Material for the task:
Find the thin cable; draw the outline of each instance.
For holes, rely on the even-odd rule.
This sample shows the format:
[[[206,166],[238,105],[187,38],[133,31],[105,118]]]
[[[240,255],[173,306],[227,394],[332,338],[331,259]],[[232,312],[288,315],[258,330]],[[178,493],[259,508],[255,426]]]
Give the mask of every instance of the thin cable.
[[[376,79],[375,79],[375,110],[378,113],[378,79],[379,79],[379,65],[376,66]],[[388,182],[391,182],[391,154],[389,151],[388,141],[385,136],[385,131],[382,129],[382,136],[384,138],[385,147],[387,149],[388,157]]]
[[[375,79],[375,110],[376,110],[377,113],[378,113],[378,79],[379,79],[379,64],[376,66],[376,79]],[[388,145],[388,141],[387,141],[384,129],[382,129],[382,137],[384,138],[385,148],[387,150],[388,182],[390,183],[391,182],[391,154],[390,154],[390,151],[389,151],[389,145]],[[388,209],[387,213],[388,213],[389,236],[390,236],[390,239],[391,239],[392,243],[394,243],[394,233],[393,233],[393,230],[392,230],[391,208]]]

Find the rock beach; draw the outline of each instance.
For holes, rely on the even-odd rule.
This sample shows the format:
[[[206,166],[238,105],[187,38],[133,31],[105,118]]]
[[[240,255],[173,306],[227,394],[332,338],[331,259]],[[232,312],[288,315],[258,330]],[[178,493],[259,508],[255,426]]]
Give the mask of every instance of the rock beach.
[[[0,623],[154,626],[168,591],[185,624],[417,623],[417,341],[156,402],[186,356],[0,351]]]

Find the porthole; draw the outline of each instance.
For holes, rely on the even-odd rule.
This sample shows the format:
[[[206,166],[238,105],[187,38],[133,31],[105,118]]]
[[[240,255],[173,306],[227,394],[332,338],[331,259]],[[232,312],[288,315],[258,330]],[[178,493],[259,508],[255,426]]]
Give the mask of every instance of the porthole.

--

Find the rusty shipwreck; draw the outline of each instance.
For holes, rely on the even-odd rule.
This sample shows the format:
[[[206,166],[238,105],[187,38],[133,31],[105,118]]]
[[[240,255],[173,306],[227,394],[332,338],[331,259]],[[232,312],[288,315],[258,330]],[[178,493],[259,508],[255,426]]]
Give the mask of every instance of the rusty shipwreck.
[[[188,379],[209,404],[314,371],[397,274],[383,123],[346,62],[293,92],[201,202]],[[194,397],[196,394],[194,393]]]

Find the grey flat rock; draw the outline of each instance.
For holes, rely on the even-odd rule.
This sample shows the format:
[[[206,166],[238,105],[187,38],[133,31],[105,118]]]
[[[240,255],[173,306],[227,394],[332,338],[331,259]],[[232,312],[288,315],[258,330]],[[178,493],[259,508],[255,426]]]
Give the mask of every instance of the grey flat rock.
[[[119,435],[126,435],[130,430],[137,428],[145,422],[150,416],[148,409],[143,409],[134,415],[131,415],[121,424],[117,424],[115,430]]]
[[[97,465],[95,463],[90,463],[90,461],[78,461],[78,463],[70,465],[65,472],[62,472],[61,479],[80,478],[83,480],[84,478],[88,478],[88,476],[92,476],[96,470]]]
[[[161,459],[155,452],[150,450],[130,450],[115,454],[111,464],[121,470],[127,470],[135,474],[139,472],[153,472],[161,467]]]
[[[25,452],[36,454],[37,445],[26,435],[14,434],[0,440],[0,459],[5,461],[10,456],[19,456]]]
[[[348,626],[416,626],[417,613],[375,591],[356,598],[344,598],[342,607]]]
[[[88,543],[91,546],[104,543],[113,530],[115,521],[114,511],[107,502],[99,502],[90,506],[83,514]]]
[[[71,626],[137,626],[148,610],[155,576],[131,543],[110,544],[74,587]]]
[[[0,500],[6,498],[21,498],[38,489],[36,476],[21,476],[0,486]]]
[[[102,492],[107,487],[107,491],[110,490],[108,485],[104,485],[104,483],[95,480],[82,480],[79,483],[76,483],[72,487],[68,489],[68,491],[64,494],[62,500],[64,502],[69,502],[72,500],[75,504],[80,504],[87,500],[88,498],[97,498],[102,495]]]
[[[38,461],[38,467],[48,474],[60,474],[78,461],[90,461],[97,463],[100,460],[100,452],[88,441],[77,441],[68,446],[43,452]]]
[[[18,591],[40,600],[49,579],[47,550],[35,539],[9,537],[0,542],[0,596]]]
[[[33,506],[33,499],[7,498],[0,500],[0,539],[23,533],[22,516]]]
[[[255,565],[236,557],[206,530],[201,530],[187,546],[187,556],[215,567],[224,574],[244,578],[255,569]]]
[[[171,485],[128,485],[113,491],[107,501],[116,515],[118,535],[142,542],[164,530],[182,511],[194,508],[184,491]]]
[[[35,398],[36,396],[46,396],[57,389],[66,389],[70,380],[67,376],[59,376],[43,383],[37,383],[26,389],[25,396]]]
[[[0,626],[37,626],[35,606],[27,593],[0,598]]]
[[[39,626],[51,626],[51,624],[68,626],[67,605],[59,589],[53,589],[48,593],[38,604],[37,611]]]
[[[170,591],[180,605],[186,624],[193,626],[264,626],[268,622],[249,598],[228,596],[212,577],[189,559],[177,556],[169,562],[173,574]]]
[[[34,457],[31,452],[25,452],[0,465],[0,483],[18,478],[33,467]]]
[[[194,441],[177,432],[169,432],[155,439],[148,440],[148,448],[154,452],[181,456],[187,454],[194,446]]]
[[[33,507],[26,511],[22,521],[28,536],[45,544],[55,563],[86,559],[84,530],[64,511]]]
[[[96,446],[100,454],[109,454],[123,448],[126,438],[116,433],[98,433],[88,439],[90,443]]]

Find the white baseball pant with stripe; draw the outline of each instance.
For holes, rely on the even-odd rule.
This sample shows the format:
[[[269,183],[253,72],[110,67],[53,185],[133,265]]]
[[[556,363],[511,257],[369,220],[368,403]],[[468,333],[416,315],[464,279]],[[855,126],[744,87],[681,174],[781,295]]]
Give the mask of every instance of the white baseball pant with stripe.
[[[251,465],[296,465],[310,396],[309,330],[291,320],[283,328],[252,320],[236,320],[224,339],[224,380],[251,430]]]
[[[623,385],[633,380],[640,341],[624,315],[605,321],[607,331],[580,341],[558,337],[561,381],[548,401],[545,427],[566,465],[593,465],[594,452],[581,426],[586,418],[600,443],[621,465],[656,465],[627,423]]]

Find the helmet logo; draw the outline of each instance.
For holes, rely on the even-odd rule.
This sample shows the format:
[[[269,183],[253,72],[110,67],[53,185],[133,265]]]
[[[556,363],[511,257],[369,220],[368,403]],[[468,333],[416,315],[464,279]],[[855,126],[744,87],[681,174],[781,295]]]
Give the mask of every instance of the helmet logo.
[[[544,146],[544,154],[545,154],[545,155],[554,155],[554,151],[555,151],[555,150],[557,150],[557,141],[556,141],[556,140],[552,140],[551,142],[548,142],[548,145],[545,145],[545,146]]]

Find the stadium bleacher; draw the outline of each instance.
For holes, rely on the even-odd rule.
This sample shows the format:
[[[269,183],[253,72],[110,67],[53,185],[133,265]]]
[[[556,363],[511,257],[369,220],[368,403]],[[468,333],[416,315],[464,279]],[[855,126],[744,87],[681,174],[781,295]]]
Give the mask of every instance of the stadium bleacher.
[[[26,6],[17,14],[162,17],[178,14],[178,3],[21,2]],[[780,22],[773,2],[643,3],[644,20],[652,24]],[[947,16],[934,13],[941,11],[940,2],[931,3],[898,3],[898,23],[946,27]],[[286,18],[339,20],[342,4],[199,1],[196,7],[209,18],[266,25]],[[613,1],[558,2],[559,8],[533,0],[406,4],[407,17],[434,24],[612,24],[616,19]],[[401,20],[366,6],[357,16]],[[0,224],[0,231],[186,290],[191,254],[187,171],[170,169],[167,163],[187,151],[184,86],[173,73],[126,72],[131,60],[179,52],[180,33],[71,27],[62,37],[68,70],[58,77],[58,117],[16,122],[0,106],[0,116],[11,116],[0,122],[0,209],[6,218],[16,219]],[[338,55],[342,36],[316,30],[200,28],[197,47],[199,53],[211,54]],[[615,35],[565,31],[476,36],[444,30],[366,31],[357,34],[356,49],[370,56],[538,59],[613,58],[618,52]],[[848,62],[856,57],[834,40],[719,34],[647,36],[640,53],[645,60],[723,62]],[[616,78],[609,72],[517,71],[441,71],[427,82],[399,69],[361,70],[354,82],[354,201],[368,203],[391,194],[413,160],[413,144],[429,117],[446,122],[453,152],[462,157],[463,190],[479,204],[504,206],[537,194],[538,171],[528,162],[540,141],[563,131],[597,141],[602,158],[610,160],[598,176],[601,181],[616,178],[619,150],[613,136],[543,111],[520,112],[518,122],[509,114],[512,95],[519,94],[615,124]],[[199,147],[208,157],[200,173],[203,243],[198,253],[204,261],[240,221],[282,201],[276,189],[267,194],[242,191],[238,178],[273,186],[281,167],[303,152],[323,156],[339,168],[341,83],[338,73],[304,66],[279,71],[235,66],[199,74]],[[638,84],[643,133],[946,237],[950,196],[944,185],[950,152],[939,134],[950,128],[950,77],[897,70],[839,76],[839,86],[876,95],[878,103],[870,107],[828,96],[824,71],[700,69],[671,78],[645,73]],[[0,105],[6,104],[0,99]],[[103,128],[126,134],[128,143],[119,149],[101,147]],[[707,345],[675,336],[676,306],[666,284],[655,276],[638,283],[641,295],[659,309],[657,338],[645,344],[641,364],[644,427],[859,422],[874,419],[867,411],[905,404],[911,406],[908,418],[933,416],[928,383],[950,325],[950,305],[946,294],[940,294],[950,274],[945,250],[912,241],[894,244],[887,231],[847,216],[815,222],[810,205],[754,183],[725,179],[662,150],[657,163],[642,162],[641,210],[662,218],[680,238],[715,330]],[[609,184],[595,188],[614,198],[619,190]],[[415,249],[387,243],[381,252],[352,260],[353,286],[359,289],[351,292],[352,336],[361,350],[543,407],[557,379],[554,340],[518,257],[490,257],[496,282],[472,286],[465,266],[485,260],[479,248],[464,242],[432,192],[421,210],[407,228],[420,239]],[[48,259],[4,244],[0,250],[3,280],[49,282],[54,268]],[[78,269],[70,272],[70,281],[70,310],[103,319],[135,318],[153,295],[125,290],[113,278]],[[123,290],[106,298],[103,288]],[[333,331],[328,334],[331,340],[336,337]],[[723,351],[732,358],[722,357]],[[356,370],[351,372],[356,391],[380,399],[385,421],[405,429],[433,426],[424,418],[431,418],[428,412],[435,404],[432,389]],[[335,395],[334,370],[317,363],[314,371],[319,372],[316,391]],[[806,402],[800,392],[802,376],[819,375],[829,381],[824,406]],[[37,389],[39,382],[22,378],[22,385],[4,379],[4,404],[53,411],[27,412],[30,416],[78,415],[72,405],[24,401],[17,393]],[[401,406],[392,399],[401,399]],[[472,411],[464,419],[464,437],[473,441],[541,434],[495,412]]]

Task prompt: A line counts if it holds the word "draw". How many lines of the entries count? Give the number only.

Written solution: 8